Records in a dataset
════

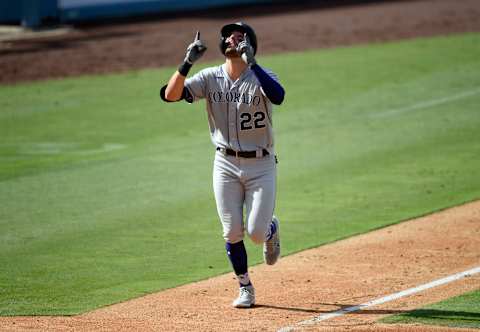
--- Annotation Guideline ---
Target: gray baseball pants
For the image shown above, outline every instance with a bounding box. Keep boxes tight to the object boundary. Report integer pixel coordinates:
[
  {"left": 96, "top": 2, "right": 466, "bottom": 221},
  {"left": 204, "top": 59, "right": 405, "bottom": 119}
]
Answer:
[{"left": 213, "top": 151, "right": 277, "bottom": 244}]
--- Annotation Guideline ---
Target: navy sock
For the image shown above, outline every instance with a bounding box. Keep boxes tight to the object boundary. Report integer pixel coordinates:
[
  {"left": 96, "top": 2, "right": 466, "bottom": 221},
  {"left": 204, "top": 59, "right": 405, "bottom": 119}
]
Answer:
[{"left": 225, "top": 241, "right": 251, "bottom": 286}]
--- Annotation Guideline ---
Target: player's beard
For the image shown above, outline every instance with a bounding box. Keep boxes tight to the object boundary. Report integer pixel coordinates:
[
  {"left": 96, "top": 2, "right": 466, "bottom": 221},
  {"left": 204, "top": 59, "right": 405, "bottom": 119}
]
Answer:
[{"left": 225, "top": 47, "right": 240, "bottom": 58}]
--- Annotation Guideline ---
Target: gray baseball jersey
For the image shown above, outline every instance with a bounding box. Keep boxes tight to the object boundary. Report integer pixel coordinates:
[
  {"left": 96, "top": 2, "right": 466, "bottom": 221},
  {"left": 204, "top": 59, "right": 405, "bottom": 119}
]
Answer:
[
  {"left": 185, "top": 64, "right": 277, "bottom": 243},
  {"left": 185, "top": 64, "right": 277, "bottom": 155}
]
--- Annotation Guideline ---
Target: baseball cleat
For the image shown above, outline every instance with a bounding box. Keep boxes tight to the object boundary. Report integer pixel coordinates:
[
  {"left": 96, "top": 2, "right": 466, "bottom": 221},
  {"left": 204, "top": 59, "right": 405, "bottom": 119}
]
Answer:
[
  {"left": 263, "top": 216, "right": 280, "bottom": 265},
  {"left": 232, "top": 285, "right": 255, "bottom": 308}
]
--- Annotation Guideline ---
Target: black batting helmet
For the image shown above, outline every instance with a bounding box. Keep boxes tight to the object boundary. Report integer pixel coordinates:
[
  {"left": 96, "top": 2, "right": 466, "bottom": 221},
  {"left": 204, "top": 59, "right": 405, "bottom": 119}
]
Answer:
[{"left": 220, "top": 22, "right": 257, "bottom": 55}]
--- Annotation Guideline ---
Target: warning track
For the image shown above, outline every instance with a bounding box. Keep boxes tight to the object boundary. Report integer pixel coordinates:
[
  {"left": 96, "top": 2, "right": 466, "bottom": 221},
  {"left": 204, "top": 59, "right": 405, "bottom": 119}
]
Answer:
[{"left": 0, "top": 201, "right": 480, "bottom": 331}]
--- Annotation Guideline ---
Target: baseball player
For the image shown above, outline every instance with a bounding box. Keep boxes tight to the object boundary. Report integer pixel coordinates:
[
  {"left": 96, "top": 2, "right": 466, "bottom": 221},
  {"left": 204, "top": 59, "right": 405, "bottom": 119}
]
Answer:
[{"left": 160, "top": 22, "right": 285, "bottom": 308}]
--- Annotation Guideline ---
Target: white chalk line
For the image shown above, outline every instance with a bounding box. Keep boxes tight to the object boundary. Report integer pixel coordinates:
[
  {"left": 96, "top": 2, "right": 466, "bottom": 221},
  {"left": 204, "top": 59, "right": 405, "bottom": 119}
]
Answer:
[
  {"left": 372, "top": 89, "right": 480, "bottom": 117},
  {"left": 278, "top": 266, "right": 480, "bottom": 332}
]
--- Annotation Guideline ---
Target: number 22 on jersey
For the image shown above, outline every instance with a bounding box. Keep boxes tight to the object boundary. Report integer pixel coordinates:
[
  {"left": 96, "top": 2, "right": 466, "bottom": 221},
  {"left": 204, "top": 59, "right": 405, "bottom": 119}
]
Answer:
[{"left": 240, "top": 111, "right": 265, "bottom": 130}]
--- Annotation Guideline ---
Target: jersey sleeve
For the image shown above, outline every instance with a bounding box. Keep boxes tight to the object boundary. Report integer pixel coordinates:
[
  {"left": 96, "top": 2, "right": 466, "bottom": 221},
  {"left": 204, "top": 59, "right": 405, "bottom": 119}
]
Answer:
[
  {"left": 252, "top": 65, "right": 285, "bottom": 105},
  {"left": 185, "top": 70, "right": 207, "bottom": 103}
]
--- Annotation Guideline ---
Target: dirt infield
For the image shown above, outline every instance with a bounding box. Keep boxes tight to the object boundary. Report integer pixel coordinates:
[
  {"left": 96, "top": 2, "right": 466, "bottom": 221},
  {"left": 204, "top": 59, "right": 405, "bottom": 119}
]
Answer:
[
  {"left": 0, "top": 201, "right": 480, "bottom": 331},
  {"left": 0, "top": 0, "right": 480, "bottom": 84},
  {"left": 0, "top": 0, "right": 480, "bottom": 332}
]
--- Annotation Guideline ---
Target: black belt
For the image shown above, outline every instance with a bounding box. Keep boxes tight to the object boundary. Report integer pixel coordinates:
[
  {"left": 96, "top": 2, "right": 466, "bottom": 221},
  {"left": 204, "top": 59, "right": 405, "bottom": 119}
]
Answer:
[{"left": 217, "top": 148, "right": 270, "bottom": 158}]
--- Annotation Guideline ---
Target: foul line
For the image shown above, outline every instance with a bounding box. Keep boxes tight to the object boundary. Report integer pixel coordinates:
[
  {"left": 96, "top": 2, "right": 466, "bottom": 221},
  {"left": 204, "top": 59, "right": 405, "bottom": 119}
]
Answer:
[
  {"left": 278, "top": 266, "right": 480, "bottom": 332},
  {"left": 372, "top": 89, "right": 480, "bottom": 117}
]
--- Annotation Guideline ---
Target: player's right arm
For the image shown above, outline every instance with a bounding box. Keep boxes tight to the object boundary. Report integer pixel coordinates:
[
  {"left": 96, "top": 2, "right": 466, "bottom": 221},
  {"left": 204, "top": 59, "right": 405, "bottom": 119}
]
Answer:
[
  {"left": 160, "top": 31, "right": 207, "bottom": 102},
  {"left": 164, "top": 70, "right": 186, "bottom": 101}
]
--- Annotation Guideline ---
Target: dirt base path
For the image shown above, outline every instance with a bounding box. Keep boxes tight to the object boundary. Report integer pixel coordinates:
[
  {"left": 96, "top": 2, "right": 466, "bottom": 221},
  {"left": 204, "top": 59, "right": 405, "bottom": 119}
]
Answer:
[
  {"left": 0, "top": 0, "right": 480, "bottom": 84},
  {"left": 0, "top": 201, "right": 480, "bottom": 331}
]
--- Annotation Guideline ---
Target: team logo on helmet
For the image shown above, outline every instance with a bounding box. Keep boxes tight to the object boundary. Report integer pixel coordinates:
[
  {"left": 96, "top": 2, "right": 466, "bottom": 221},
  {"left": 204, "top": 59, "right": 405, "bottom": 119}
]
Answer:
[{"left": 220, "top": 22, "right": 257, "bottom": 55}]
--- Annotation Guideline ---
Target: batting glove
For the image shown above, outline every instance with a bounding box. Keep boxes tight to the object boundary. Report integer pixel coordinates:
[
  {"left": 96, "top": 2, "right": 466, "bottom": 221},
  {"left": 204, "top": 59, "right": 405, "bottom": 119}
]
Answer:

════

■ Directions: Count the lines in the rows above that contain the string "black". Give only the number.

■ The response: 2